- [Exercise instructions]:
a – Reproduce everything from "Brazil is discovered" down to "the Iberian Union." in the text on Brazil's heads of state, swapping "Iberian Union" for "dual monarchy".
b – According to the text on Brazil's heads of state, who was proclaimed King John IV?

Below is a list of heads of state and heads of government of Brazil. This is the list of Heads of State of Brazil, which brings together monarchs and presidents who held the head of state in Brazil during all historical periods in the country's history.

Colonial Brazil (1500–1815)
House of Avis

Brazil is discovered by Portuguese navigators on April 22, 1500, and becomes a Portuguese colony.

House of Habsburg

The House of Habsburg, known as the Philippine Dynasty, is the house that ruled Portugal from 1581 to 1640. The dynasty began with the acclamation of Philip II of Spain as Philip I of Portugal in 1580, officially recognized in 1581 by the Portuguese Cortes of Tomar. Philip I swore to rule Portugal as a kingdom separate from his Spanish domains, under the personal union known as the Iberian Union.

House of Braganza

The House of Braganza, also known as the Brigantine Dynasty, came to power in 1640, when John II, Duke of Braganza, claimed to be the rightful heir of the defunct House of Aviz, as he was the great great grandson of King Manuel I. John was proclaimed King John IV, and he deposed the House of Habsburg in the Portuguese Restoration War.

- [Record set]:
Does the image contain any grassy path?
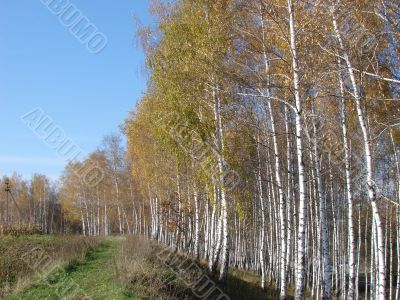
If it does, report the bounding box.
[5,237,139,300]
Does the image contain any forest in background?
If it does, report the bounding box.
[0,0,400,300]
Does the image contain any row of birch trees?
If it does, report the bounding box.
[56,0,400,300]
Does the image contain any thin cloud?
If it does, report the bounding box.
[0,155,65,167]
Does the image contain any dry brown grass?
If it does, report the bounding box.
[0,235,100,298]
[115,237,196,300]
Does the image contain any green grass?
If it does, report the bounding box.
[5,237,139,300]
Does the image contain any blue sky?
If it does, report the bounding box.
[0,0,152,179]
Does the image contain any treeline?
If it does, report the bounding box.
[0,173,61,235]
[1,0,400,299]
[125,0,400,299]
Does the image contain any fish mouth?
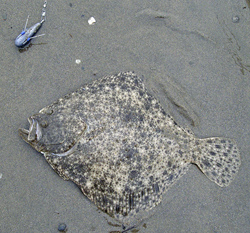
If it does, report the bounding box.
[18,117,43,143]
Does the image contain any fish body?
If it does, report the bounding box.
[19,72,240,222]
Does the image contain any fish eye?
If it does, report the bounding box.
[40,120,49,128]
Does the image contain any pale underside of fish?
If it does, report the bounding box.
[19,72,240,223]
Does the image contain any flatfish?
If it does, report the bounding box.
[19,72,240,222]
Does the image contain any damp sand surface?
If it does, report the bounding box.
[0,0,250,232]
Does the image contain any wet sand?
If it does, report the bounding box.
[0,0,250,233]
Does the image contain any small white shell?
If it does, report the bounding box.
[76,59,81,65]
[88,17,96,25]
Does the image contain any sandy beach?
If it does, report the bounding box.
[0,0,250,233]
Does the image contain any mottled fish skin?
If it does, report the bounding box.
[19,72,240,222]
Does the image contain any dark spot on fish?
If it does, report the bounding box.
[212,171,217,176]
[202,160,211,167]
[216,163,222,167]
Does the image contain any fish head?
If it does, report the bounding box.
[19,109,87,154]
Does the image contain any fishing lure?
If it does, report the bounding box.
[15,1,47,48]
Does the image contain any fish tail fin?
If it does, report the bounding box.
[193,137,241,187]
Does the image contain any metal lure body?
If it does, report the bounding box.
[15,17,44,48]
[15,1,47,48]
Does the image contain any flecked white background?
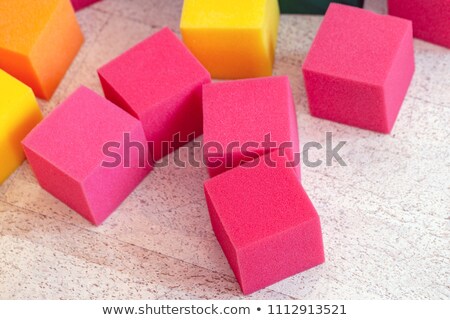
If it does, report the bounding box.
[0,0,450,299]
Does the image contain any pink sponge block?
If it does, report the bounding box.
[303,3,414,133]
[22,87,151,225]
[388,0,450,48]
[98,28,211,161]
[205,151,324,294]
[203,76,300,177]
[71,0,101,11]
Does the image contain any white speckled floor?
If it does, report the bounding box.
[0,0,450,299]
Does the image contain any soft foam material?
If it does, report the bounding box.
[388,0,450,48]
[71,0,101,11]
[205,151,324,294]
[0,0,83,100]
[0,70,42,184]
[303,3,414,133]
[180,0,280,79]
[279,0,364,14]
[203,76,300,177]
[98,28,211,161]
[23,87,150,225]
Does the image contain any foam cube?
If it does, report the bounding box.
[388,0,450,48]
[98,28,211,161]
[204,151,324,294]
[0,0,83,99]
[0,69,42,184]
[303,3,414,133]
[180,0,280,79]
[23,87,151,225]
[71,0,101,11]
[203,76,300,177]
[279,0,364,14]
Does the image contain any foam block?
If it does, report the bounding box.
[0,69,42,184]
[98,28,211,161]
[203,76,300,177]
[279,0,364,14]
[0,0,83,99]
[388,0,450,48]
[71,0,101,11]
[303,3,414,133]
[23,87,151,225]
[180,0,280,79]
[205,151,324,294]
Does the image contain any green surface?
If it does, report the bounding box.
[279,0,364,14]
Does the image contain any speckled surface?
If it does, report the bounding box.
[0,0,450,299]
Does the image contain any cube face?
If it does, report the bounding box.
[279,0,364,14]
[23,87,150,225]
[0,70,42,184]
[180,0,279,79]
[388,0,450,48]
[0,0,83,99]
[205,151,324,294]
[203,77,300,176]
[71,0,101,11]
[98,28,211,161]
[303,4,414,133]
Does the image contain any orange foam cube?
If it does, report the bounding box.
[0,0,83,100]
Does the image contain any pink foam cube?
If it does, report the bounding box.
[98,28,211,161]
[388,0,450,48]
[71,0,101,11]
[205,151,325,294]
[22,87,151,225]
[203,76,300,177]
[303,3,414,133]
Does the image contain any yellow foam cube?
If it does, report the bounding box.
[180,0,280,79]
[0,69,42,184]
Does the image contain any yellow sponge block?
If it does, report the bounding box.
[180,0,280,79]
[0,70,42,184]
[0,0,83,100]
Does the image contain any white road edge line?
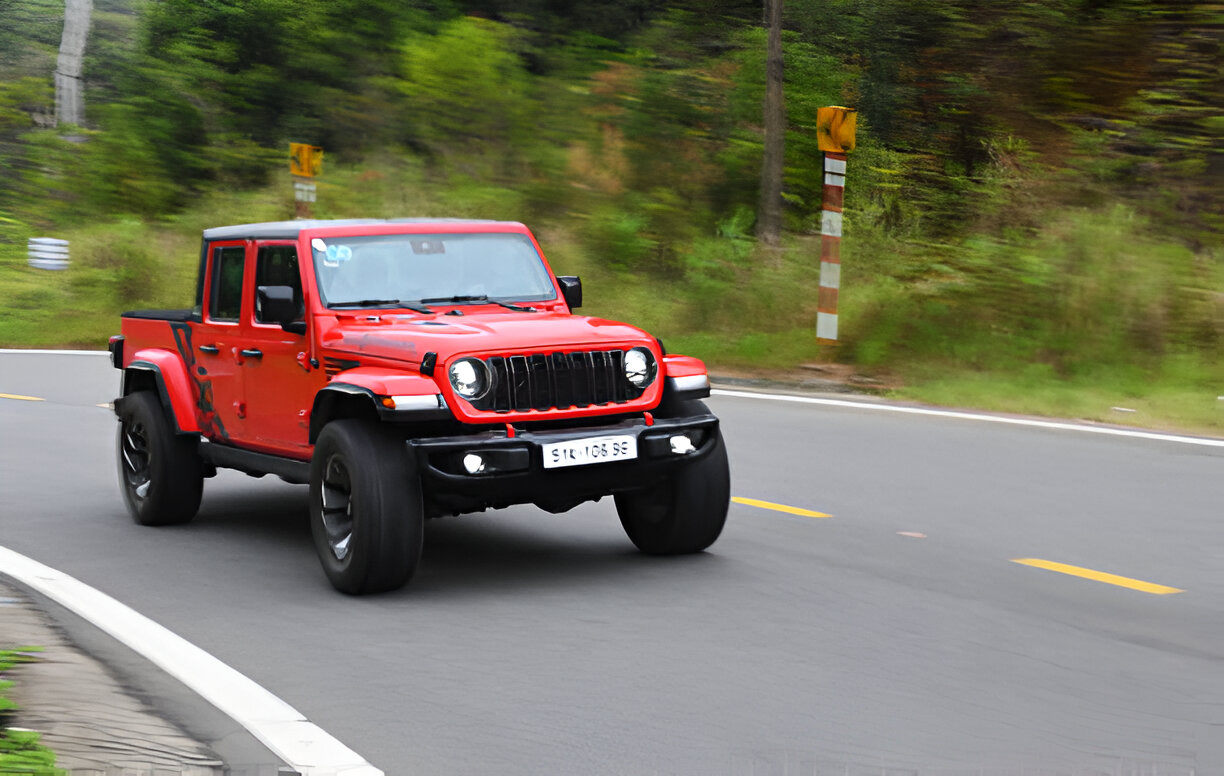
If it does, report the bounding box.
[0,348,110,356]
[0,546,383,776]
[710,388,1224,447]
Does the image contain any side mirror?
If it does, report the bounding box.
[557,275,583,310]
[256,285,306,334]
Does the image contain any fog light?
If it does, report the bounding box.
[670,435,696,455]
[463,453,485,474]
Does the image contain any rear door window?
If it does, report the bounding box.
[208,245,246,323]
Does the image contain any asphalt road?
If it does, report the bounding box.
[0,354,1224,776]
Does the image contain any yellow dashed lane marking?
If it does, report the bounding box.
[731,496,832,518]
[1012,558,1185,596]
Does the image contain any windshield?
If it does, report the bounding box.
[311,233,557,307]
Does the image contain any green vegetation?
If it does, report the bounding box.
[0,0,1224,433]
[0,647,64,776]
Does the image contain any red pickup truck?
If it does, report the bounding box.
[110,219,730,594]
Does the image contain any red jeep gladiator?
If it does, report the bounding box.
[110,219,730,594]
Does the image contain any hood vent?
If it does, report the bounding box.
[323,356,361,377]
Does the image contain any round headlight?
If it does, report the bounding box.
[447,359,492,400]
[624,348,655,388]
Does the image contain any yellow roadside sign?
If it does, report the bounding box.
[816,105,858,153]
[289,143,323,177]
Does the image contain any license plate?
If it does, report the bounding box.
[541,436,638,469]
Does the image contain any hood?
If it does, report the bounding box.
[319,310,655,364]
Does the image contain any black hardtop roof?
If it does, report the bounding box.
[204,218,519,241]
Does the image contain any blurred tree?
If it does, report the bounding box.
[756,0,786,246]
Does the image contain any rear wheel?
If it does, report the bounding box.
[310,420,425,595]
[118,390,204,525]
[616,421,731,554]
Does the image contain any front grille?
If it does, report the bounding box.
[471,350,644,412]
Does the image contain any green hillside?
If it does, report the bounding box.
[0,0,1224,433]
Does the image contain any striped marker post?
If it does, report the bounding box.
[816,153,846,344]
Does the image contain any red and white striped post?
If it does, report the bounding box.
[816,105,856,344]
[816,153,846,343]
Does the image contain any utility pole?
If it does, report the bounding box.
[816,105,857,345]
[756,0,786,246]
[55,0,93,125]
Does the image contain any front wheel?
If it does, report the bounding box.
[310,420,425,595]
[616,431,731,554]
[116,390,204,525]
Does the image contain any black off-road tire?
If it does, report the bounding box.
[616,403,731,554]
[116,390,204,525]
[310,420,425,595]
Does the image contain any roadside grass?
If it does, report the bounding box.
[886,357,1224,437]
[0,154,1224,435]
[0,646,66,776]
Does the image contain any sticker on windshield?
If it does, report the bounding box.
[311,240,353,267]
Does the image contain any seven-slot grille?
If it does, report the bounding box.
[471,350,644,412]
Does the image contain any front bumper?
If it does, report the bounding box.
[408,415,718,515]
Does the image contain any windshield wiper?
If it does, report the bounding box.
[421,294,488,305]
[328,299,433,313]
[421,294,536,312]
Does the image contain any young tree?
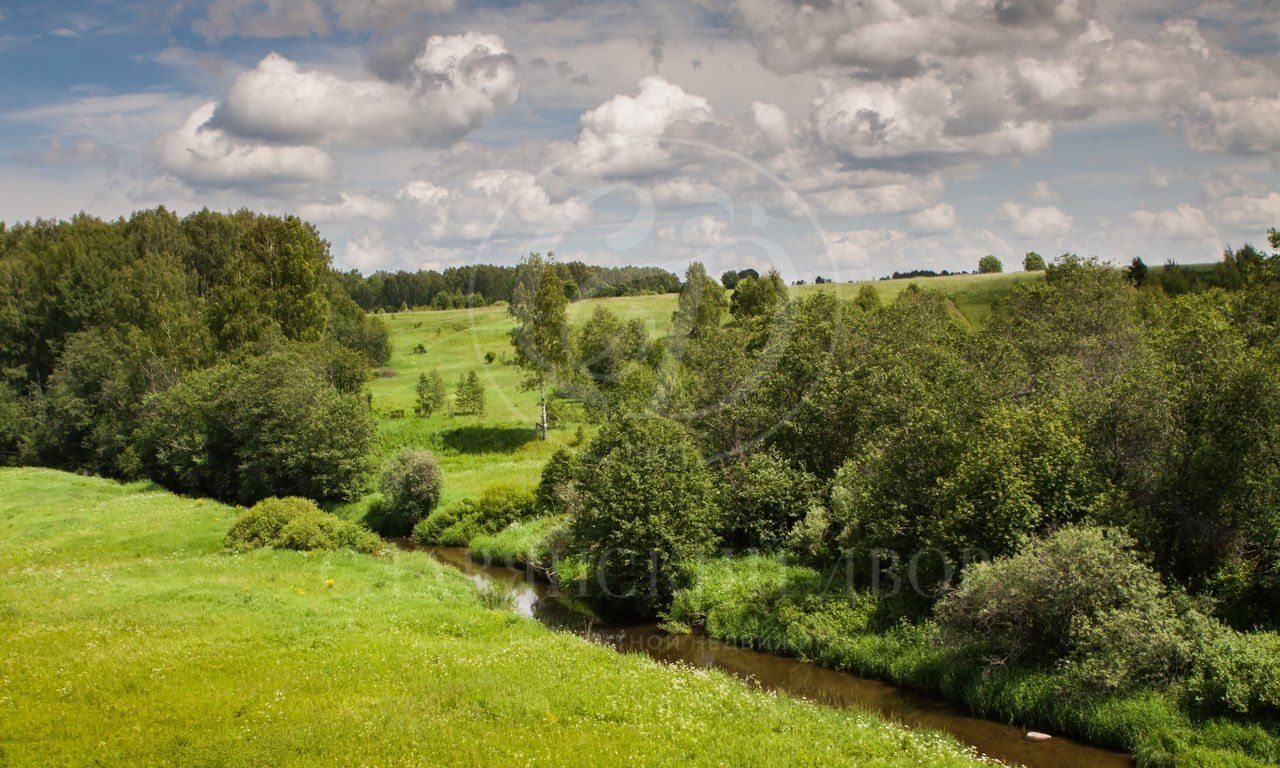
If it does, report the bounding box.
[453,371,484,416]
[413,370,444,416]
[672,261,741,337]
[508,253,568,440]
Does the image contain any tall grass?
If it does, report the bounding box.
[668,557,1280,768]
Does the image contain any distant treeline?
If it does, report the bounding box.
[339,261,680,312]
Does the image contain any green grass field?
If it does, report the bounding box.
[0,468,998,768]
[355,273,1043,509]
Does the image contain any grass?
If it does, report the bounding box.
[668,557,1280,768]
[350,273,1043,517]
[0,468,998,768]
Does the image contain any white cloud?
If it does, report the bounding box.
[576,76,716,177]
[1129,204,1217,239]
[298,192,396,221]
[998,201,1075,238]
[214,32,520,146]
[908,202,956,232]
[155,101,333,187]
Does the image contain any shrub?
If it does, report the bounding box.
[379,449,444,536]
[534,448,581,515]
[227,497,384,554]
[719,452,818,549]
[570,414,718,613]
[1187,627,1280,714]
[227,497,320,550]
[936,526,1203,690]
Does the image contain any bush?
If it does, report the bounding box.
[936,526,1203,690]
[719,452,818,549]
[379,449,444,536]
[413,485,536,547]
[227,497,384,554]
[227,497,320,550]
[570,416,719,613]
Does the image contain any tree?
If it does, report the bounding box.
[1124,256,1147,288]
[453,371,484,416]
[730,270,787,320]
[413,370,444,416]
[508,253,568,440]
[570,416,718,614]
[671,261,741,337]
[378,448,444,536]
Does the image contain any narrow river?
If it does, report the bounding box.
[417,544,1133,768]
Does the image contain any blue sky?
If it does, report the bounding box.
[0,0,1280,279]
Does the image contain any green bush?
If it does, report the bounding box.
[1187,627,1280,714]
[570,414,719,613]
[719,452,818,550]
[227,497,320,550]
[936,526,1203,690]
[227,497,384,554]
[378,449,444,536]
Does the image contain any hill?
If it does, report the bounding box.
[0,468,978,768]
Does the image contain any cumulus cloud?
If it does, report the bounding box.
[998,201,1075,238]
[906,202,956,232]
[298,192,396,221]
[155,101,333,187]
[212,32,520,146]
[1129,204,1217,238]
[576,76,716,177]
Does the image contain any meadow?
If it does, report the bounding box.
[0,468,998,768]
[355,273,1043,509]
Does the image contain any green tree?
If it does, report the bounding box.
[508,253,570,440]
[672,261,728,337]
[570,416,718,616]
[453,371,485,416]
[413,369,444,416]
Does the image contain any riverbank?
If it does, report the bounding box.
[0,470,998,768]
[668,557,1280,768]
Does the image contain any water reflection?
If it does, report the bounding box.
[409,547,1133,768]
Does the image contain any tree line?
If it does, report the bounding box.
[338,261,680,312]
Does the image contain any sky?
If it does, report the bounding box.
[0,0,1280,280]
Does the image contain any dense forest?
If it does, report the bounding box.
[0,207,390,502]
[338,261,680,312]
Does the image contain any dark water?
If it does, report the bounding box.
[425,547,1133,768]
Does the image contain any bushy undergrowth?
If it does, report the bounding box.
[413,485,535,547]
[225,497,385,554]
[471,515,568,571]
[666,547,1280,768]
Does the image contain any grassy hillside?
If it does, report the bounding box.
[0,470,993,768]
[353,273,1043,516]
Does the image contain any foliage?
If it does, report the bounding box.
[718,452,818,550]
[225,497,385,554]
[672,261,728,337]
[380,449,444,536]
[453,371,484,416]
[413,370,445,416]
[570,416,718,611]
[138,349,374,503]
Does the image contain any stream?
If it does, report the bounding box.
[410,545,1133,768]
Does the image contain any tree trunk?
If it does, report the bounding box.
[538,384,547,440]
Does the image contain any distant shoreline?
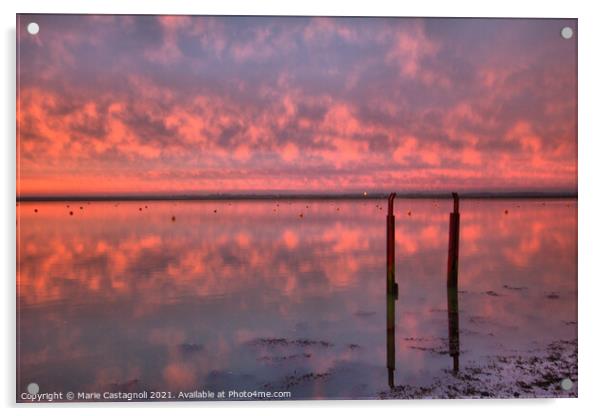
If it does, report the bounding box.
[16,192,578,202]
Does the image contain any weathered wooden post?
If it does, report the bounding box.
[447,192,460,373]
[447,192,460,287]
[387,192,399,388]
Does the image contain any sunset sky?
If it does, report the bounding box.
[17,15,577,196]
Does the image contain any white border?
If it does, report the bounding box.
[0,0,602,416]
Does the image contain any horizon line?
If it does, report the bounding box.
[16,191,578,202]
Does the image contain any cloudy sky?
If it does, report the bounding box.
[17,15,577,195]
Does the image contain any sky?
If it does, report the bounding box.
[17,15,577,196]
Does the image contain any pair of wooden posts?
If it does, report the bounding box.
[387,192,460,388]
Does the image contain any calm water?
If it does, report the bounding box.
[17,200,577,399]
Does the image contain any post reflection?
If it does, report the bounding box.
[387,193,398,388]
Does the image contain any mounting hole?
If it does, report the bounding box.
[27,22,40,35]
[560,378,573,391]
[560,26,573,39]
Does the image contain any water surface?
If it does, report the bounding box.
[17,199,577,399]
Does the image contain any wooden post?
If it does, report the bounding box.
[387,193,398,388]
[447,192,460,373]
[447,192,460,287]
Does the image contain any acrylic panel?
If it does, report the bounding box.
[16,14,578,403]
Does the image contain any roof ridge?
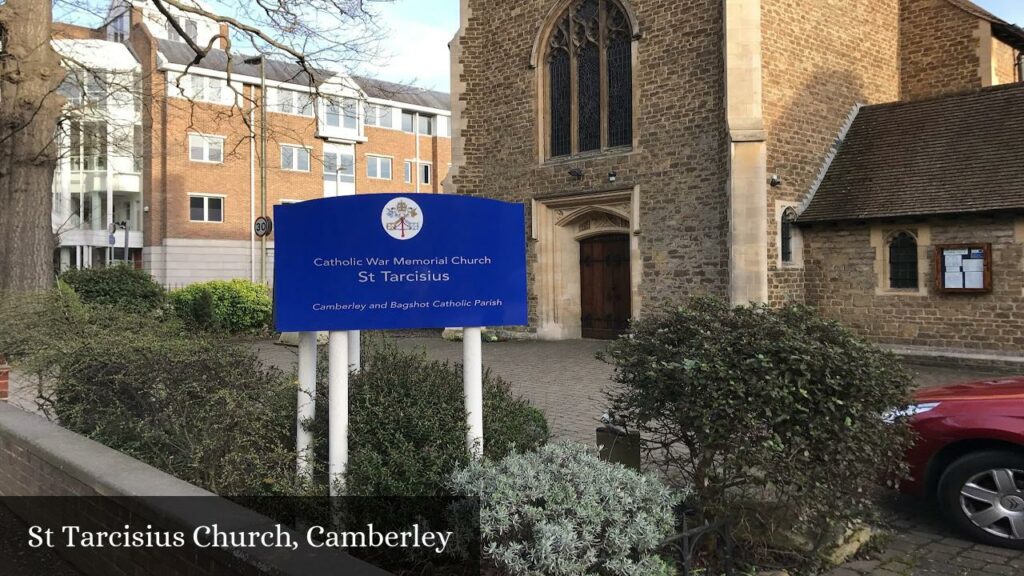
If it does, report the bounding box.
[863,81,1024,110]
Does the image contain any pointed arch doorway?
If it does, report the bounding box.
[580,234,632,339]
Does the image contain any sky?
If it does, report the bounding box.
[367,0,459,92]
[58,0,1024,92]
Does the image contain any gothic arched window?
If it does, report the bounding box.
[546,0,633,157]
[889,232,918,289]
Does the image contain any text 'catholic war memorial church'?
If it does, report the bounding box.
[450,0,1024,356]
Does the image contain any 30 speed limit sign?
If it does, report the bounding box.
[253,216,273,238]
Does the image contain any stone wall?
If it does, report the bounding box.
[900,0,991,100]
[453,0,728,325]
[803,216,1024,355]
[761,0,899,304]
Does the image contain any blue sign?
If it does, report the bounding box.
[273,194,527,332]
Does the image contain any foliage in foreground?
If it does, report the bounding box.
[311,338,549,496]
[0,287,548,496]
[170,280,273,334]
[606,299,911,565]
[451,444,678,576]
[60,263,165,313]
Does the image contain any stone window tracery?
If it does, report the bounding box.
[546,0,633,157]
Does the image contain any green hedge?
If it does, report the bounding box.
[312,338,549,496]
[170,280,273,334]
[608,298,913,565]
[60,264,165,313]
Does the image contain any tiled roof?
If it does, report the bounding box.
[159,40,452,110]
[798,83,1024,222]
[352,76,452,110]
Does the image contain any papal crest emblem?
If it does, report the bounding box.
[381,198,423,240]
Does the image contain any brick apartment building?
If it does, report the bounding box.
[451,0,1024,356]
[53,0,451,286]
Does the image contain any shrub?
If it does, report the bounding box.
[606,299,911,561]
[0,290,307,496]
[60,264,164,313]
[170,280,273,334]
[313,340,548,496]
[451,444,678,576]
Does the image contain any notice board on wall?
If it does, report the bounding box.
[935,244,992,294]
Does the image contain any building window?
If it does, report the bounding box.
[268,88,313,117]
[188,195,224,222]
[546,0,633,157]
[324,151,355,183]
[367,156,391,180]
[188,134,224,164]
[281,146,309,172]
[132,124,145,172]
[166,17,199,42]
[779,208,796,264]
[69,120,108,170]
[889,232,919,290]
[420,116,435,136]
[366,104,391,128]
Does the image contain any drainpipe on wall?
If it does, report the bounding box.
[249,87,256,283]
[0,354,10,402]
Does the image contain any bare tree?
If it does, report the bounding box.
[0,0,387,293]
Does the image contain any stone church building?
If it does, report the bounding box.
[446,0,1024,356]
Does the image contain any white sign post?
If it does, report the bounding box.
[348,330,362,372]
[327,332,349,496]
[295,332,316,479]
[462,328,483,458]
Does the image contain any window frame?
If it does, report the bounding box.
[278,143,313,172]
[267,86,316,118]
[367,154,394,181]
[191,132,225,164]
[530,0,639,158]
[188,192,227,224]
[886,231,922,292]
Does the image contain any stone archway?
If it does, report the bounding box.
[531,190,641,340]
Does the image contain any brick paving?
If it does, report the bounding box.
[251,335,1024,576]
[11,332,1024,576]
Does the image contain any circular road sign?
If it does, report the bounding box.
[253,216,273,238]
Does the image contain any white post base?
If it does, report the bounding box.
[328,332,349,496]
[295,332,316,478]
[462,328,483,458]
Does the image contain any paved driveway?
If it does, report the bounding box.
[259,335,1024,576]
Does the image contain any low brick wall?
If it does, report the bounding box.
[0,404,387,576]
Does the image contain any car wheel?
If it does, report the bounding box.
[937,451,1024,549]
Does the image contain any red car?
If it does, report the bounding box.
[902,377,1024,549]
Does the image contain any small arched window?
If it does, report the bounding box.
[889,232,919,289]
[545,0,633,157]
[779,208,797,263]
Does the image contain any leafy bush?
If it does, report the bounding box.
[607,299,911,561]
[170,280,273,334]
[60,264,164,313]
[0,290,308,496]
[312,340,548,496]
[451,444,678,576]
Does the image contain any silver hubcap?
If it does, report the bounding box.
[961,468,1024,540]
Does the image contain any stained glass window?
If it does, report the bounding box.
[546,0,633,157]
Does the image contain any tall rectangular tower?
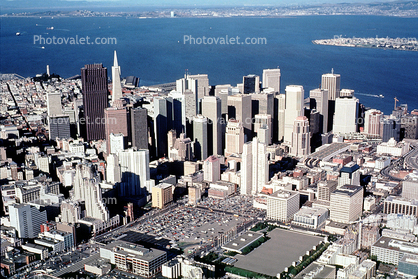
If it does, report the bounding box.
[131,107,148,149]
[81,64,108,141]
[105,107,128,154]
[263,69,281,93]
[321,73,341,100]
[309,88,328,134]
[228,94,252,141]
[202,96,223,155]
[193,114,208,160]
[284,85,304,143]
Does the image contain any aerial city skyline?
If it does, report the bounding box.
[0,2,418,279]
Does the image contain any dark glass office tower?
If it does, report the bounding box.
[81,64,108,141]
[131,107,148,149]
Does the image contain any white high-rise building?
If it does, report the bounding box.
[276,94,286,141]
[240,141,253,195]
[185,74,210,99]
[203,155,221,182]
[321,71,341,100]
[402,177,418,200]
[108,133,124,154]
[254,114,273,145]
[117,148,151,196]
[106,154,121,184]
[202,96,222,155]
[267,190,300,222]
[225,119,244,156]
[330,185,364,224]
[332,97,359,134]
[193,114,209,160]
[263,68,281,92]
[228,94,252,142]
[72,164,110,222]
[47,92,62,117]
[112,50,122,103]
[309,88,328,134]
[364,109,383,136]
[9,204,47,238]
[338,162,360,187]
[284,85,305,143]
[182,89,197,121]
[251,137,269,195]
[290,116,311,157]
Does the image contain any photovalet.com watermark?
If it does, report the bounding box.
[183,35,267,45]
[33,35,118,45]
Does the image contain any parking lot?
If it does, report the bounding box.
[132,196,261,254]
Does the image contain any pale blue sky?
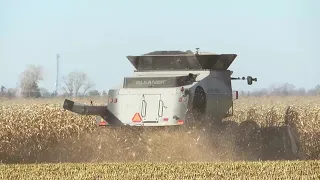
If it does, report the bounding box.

- [Answers by task]:
a –
Brazil is discovered by Portuguese navigators on April 22, 1500, and becomes a Portuguese colony.

House of Habsburg

The House of Habsburg, known as the Philippine Dynasty, is the house that ruled Portugal from 1581 to 1640. The dynasty began with the acclamation of Philip II of Spain as Philip I of Portugal in 1580, officially recognized in 1581 by the Portuguese Cortes of Tomar. Philip I swore to rule Portugal as a kingdom separate from his Spanish domains, under the personal union known as the dual monarchy.

b – John II, Duke of Braganza.